# Aim of the exercise
Transcribe the records below exactly as they appear, omitting any pictures.

※

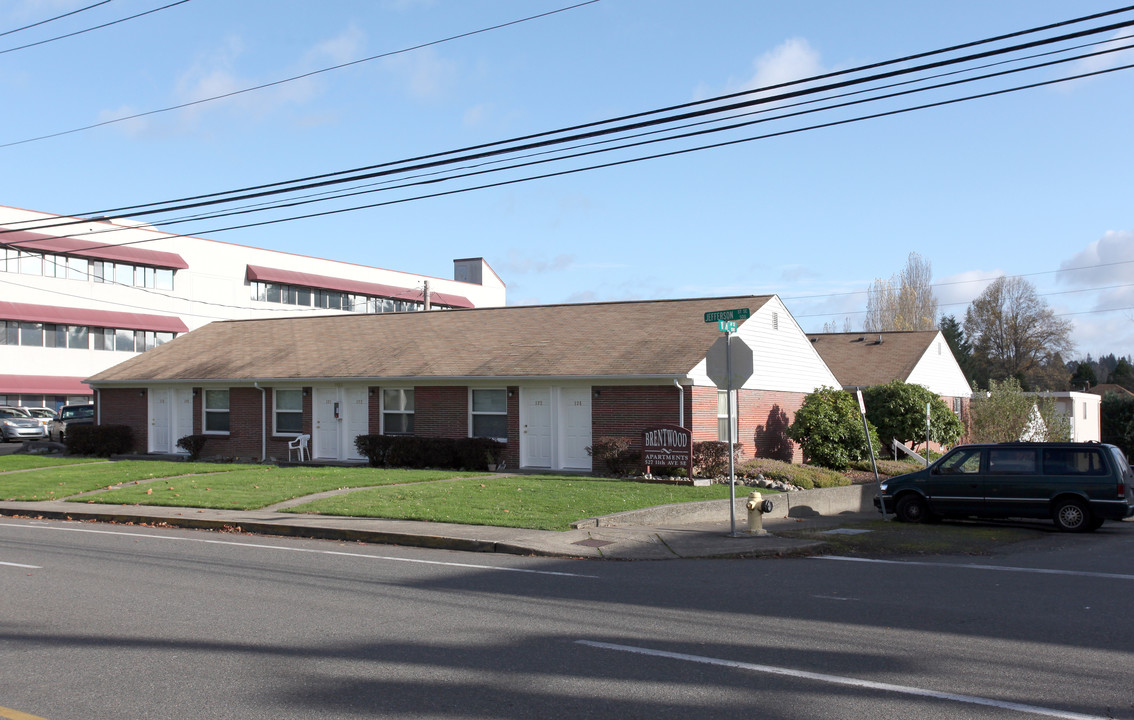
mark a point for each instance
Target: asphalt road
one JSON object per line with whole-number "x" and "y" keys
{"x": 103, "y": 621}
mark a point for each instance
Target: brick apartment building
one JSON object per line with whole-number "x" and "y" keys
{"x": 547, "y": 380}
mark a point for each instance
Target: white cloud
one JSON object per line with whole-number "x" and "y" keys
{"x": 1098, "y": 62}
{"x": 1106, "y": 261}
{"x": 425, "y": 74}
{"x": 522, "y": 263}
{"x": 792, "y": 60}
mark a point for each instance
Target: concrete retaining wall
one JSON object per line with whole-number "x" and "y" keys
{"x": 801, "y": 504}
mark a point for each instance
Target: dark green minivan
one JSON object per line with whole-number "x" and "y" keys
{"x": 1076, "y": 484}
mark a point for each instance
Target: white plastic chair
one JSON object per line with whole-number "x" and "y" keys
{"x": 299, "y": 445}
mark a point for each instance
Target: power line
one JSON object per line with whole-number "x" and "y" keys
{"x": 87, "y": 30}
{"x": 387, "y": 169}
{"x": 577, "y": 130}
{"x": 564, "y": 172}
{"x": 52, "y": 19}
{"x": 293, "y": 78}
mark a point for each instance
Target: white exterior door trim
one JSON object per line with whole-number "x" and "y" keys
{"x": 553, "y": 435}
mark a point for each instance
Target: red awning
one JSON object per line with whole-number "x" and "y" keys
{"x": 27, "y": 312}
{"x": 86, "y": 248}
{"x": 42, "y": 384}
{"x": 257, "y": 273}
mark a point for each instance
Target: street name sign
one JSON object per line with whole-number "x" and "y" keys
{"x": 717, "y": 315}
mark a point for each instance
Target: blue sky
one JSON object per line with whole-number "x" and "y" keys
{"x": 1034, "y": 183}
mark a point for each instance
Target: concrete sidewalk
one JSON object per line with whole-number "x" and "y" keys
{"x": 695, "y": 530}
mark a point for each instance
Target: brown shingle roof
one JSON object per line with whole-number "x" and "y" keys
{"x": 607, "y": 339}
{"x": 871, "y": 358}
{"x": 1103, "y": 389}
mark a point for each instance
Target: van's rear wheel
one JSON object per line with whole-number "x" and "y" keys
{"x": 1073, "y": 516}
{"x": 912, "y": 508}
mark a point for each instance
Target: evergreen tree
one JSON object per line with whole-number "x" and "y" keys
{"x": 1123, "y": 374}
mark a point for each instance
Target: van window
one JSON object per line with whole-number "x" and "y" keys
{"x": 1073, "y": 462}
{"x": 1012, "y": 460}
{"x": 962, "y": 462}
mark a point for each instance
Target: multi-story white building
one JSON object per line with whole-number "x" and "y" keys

※

# Written answer
mark a point for each instance
Target: asphalt road
one JSON object per line with whole-number "x" and "y" keys
{"x": 103, "y": 621}
mark a point for each instance
Target: brick apartment building
one JSON object per line with whole-number "x" and "y" keys
{"x": 547, "y": 380}
mark a point for each instance
Target: white cloud
one JSON object per line with whole-number "x" and "y" keys
{"x": 1098, "y": 62}
{"x": 1106, "y": 261}
{"x": 425, "y": 74}
{"x": 522, "y": 263}
{"x": 792, "y": 60}
mark a point for each instance
Target: concrete retaining wall
one JSON object per line with whole-number "x" and "y" keys
{"x": 801, "y": 504}
mark a point for each instance
Target: dark green minivan
one JSON object per line with whole-number "x" and "y" keys
{"x": 1076, "y": 484}
mark a point for each instance
Target: white plastic chair
one JSON object per line with whole-number "x" and "y" keys
{"x": 299, "y": 445}
mark a point for each instance
Target: power line
one JSON object per line with whole-number "x" and "y" keys
{"x": 87, "y": 30}
{"x": 387, "y": 169}
{"x": 577, "y": 130}
{"x": 564, "y": 172}
{"x": 52, "y": 19}
{"x": 293, "y": 78}
mark a point for each instance
Target: white exterior door trim
one JSON object per line with whole-number "x" and "y" keys
{"x": 553, "y": 435}
mark a point for each instance
Target: red awning
one JSON object per line with whole-number "x" and "y" keys
{"x": 27, "y": 312}
{"x": 86, "y": 248}
{"x": 42, "y": 384}
{"x": 257, "y": 273}
mark a point for each instance
Target: street name sign
one JSON object per line with whole-number "x" and "y" keys
{"x": 717, "y": 315}
mark a point for each instance
Target: blue sky
one JSON object per line with whole-number "x" and "y" keys
{"x": 1034, "y": 183}
mark a point for each instance
Target: concrete sidewalk
one JSON object per line with whole-number "x" and "y" keys
{"x": 695, "y": 530}
mark a point for each instance
Target: brown shingle roof
one JSON object per line with whole-number "x" and "y" keys
{"x": 607, "y": 339}
{"x": 871, "y": 358}
{"x": 1103, "y": 389}
mark a point for each instance
Target: van's rear wheel
one JSON object per line with whole-number "x" and "y" keys
{"x": 1073, "y": 516}
{"x": 912, "y": 508}
mark a point for each instance
Target: evergreen tree
one JSON object per line with whole-number "x" and "y" keys
{"x": 1123, "y": 374}
mark a point for each instance
Target: van window
one JSON object per line with whole-number "x" and "y" keys
{"x": 1073, "y": 462}
{"x": 1012, "y": 460}
{"x": 962, "y": 462}
mark a point for each instance
Target: multi-story white building
one JSON object per line with whole-number "x" and "y" keys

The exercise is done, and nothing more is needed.